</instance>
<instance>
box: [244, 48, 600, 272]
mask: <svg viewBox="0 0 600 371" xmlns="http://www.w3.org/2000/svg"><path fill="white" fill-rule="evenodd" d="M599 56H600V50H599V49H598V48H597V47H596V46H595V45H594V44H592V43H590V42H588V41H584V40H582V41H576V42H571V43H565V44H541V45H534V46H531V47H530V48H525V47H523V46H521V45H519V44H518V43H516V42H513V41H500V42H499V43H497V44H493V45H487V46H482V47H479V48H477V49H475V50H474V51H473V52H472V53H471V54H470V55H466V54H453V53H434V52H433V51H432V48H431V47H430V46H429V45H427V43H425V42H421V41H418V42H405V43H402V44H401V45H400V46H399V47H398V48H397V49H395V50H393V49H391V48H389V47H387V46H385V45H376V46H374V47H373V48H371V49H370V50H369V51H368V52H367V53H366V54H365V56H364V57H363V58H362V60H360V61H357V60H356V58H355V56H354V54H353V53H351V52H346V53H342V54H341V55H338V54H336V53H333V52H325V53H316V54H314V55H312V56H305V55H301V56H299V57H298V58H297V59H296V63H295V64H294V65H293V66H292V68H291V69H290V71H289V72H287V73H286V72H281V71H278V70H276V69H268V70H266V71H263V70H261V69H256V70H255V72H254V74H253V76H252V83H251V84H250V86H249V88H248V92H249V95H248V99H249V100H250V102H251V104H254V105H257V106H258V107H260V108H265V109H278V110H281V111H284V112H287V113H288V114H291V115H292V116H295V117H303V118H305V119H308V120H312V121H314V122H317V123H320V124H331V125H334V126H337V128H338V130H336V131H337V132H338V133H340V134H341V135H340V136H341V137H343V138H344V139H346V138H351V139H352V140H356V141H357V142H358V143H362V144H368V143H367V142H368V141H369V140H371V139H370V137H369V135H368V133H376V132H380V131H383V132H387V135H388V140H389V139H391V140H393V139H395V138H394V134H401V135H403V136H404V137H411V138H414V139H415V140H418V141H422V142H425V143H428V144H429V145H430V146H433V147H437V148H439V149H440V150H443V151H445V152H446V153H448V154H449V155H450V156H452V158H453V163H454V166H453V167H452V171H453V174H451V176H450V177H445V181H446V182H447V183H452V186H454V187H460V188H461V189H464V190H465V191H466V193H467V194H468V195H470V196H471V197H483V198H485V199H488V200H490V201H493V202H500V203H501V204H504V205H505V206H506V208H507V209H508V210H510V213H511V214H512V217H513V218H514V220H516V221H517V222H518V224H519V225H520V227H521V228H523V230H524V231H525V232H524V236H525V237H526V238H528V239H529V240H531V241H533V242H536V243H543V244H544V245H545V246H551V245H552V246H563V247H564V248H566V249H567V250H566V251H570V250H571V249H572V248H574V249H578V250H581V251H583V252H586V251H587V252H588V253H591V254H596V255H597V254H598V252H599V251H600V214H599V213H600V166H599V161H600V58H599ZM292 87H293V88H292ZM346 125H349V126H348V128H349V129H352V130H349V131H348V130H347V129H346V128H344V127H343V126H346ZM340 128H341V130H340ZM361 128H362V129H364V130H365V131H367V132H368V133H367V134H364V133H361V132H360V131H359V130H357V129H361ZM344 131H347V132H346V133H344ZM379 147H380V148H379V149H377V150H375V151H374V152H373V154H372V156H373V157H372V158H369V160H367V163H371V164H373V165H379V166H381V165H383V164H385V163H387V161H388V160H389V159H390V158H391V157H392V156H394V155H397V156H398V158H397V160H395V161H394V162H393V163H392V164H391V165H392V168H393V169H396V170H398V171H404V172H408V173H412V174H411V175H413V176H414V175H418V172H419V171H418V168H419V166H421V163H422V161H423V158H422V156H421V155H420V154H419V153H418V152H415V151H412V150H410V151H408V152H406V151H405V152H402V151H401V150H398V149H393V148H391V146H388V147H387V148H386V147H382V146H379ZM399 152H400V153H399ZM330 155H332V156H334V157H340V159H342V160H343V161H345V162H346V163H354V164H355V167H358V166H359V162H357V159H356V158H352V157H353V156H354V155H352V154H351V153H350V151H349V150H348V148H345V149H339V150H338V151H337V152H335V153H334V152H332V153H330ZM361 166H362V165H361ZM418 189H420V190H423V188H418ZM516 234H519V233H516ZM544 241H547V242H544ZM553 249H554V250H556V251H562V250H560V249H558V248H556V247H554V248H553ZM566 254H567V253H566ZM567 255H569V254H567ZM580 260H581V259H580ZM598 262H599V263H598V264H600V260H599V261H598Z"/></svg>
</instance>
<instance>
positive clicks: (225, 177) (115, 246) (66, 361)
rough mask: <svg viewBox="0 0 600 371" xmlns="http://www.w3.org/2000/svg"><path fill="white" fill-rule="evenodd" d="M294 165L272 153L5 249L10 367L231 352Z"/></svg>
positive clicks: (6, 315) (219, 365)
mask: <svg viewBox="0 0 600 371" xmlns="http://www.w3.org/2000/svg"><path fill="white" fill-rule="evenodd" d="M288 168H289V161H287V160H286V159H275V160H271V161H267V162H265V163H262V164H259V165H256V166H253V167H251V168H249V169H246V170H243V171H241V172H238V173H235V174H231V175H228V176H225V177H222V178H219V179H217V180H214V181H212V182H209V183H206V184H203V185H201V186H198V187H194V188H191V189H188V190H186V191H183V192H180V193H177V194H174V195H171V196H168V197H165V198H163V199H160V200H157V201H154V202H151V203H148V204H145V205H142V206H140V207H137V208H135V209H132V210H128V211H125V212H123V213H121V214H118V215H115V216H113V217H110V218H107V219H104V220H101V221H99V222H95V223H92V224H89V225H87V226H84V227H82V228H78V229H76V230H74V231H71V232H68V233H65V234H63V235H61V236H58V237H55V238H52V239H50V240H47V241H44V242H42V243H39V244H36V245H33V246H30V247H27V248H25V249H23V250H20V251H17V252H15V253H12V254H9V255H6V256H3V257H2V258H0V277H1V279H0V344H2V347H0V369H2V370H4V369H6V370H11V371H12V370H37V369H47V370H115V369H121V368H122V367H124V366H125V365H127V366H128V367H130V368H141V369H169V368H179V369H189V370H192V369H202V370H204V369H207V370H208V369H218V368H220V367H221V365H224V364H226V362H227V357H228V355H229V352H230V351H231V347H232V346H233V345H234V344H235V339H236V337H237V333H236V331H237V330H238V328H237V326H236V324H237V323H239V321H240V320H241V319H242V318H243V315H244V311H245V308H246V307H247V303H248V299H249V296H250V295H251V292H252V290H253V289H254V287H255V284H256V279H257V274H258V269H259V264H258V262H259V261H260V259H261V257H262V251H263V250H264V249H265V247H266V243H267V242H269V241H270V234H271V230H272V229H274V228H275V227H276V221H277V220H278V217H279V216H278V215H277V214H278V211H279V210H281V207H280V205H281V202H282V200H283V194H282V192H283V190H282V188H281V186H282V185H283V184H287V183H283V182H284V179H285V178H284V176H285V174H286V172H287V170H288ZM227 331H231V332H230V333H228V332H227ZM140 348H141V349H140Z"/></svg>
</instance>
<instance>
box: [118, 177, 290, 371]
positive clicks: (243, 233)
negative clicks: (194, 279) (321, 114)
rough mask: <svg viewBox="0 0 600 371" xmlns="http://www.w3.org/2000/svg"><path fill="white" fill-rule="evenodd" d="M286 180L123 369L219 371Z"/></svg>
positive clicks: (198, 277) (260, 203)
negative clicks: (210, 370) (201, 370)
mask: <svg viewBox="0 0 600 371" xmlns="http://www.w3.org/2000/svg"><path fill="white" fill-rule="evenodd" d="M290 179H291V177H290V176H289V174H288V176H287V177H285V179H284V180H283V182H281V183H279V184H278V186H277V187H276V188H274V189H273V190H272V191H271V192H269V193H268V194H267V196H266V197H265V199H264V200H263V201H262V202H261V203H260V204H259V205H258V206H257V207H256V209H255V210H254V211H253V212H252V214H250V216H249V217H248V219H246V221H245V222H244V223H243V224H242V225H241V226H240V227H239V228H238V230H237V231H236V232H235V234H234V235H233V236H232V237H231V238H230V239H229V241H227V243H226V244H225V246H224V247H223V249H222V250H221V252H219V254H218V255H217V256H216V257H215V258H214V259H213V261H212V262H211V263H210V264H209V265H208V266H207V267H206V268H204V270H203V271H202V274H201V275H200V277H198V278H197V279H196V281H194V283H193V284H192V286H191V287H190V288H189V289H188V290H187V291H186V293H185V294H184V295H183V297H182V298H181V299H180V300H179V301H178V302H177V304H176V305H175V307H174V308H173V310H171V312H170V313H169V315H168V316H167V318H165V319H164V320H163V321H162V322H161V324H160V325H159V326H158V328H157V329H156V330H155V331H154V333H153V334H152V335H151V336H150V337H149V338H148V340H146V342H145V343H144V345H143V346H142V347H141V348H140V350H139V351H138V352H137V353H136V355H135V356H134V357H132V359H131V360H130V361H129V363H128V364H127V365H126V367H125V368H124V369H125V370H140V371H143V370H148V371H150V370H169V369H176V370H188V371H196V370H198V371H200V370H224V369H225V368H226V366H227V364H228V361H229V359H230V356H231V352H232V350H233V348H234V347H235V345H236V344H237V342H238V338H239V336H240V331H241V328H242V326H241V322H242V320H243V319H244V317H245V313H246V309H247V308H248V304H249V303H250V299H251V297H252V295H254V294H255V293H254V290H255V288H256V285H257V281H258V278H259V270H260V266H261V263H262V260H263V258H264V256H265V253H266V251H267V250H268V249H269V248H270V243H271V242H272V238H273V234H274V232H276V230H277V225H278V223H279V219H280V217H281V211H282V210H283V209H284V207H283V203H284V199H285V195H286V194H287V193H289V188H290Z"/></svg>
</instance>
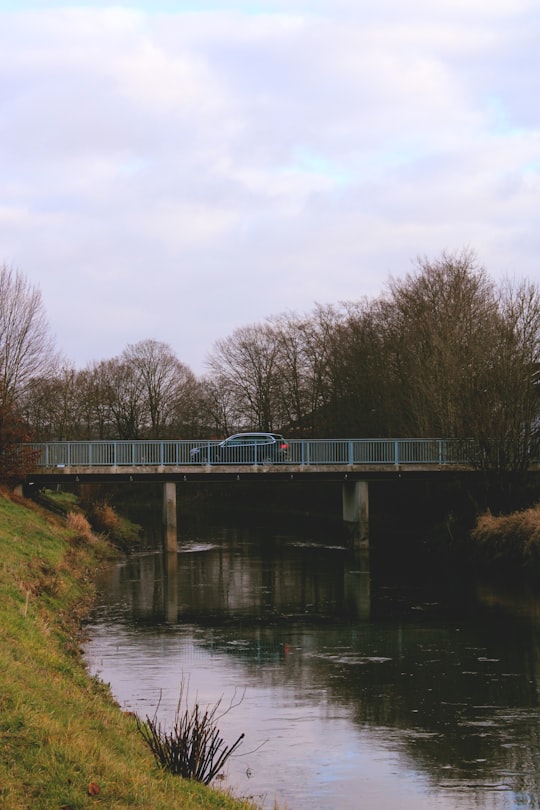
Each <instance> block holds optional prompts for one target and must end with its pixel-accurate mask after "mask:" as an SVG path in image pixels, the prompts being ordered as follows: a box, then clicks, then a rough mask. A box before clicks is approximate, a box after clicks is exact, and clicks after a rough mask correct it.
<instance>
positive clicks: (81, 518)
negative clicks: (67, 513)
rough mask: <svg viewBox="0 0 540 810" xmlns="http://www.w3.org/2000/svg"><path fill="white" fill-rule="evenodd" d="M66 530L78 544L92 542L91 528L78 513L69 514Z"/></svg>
mask: <svg viewBox="0 0 540 810" xmlns="http://www.w3.org/2000/svg"><path fill="white" fill-rule="evenodd" d="M66 525H67V528H68V530H69V531H70V532H72V533H73V539H74V540H75V541H78V542H87V543H91V542H92V540H93V537H94V536H93V533H92V527H91V526H90V524H89V522H88V521H87V519H86V518H85V516H84V515H82V514H81V513H80V512H69V513H68V516H67V521H66Z"/></svg>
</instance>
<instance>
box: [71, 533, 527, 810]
mask: <svg viewBox="0 0 540 810" xmlns="http://www.w3.org/2000/svg"><path fill="white" fill-rule="evenodd" d="M100 585H101V590H102V599H101V603H100V605H99V606H98V609H97V610H96V614H95V617H94V619H93V623H92V625H91V628H90V637H91V640H90V642H89V644H88V645H87V650H86V655H87V660H88V664H89V667H90V669H91V671H92V672H97V673H99V674H100V676H101V677H102V678H103V680H105V681H107V682H110V684H111V687H112V690H113V692H114V693H115V695H116V696H117V698H118V700H119V701H120V703H121V704H122V705H125V706H126V707H129V708H130V709H131V710H134V711H136V712H137V713H138V714H139V715H142V716H145V715H146V714H149V715H153V713H154V711H155V710H156V707H157V705H158V703H159V712H160V714H161V716H162V718H163V719H164V720H168V719H170V718H172V716H173V714H174V710H175V708H176V704H177V700H178V696H179V686H180V681H181V679H182V677H183V676H185V677H188V678H189V689H190V694H191V696H192V697H193V698H195V696H196V697H197V699H198V700H199V702H200V703H201V704H202V705H206V704H213V703H215V702H216V700H218V699H219V698H221V697H223V703H224V705H227V704H228V703H229V701H237V700H238V698H239V697H240V698H241V701H240V705H238V706H237V707H236V708H234V710H233V711H231V712H230V713H228V714H227V715H226V716H225V717H223V719H222V721H221V722H220V730H221V732H222V734H223V736H224V738H225V740H226V741H228V742H230V741H232V740H234V739H236V737H237V736H238V735H239V734H240V733H241V732H245V733H246V741H245V743H244V744H243V746H242V747H241V748H240V749H239V751H238V754H239V756H235V757H234V758H232V759H231V760H229V763H228V767H227V783H228V784H229V785H231V786H232V787H233V789H234V790H235V791H236V792H237V793H239V794H241V795H243V796H253V797H254V798H255V799H256V800H257V801H258V802H259V803H261V804H264V807H270V808H272V807H273V806H274V800H277V801H278V802H281V804H282V806H285V805H286V806H287V808H288V809H289V810H308V808H309V810H313V808H316V810H337V808H339V810H358V808H360V807H366V808H378V810H390V808H392V810H395V808H399V810H408V808H411V810H413V808H414V810H423V809H424V808H425V810H427V809H428V808H429V809H430V810H431V808H444V810H450V808H452V809H454V808H464V810H473V808H475V809H476V808H493V809H494V810H503V809H504V810H506V808H518V807H523V806H527V807H538V806H539V798H538V797H539V795H540V793H539V785H538V774H539V773H540V767H539V766H540V762H539V753H540V740H539V739H538V719H539V710H538V686H539V679H538V677H537V665H538V662H539V642H538V625H537V624H536V622H535V621H534V620H533V619H532V618H531V616H535V615H537V609H538V603H537V601H536V600H535V599H534V598H533V599H532V600H531V605H530V607H531V608H532V609H527V610H525V608H524V607H523V605H524V602H523V600H522V599H518V600H517V601H511V600H510V598H509V597H507V598H506V599H505V600H503V599H502V598H501V597H499V598H498V599H496V598H495V596H494V593H493V591H492V590H490V589H489V588H486V587H484V588H483V589H482V591H478V594H479V596H478V598H476V599H474V600H471V598H470V596H467V595H466V593H462V594H460V595H459V598H457V597H456V596H455V594H447V597H448V598H446V597H445V598H444V599H442V598H441V593H440V592H439V593H437V594H436V595H435V596H433V595H431V594H428V593H426V592H424V593H419V592H416V593H411V592H410V590H408V589H406V588H397V587H387V586H384V584H383V583H377V582H373V581H371V582H370V575H369V570H368V568H367V560H366V559H365V558H364V557H361V556H355V555H354V554H353V553H352V552H349V551H346V550H345V549H344V548H342V547H339V546H333V545H331V544H329V545H322V544H319V543H306V542H301V541H300V540H299V539H298V538H284V537H282V538H279V537H275V536H273V537H272V536H270V537H269V536H264V537H261V536H257V535H255V534H254V533H250V532H248V531H245V532H243V533H234V532H230V533H226V532H222V533H221V534H218V533H214V534H212V535H211V536H208V537H205V538H204V539H203V540H201V539H196V540H194V541H192V542H191V543H185V544H182V545H181V546H180V550H179V554H178V555H172V556H171V555H169V556H168V557H167V556H165V557H163V556H162V555H161V554H158V553H149V554H141V555H138V556H133V557H132V558H130V559H129V560H127V561H126V562H125V563H123V564H121V565H118V566H115V567H114V568H112V569H110V570H108V571H107V572H106V573H105V574H104V576H103V578H102V581H101V583H100ZM370 588H371V592H370ZM450 597H452V598H450ZM507 605H510V606H511V607H512V610H508V609H507ZM160 700H161V702H160Z"/></svg>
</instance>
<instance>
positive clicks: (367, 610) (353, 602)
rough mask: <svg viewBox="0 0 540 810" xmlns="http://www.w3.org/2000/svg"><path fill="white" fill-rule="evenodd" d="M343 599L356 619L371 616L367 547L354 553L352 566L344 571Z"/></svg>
mask: <svg viewBox="0 0 540 810" xmlns="http://www.w3.org/2000/svg"><path fill="white" fill-rule="evenodd" d="M344 584H345V598H346V600H347V604H348V605H349V607H350V608H351V609H352V610H353V613H354V616H355V617H356V618H357V619H364V620H369V618H370V616H371V571H370V562H369V549H368V548H367V546H363V547H362V548H359V549H357V550H356V551H355V552H354V565H353V567H352V568H351V569H348V570H346V571H345V583H344Z"/></svg>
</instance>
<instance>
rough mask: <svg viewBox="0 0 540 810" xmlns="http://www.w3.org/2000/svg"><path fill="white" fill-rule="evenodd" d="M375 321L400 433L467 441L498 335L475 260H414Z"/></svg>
mask: <svg viewBox="0 0 540 810" xmlns="http://www.w3.org/2000/svg"><path fill="white" fill-rule="evenodd" d="M381 313H382V317H383V319H384V320H386V341H387V347H386V354H387V360H388V363H389V364H390V369H391V371H392V373H393V375H394V377H395V379H396V381H397V382H398V385H396V386H395V390H396V392H397V393H398V400H397V401H396V409H397V413H396V415H397V416H398V417H399V419H398V420H396V425H397V426H398V430H399V432H401V433H405V434H408V435H418V436H456V437H465V436H467V435H470V428H471V425H470V420H471V414H472V413H474V412H476V411H477V410H478V408H479V407H480V406H481V403H482V397H481V396H480V393H481V391H482V390H483V388H484V387H485V375H486V372H487V369H488V367H489V364H490V357H491V355H492V352H493V347H494V339H495V337H496V335H497V333H498V330H499V328H500V318H499V313H498V309H497V298H496V295H495V289H494V286H493V284H492V283H491V282H490V281H489V279H488V278H487V275H486V273H485V271H484V269H483V268H481V267H479V266H478V265H477V262H476V258H475V256H474V254H472V253H471V252H470V251H463V252H462V253H459V254H457V255H451V254H447V253H444V254H443V255H442V256H441V258H439V259H437V260H433V261H431V260H428V259H420V260H419V261H418V270H417V272H416V273H415V274H413V275H407V276H406V278H405V279H404V280H403V281H395V280H394V281H391V283H390V296H389V297H388V298H387V299H386V301H384V302H383V303H382V305H381Z"/></svg>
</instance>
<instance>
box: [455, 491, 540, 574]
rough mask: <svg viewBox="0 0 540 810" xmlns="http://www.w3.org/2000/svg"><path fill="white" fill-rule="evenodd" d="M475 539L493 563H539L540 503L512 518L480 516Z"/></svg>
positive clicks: (473, 536)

---

An exact copy of the lines above, from the one containing "box: [118, 177, 290, 371]" through the one containing "positive clicks: (198, 277) (260, 203)", is the whole of the answer.

box: [118, 177, 290, 371]
positive clicks: (243, 233)
negative clicks: (194, 279) (321, 114)
rough mask: <svg viewBox="0 0 600 371" xmlns="http://www.w3.org/2000/svg"><path fill="white" fill-rule="evenodd" d="M286 180L123 369L219 371Z"/></svg>
positive clicks: (198, 277) (260, 203)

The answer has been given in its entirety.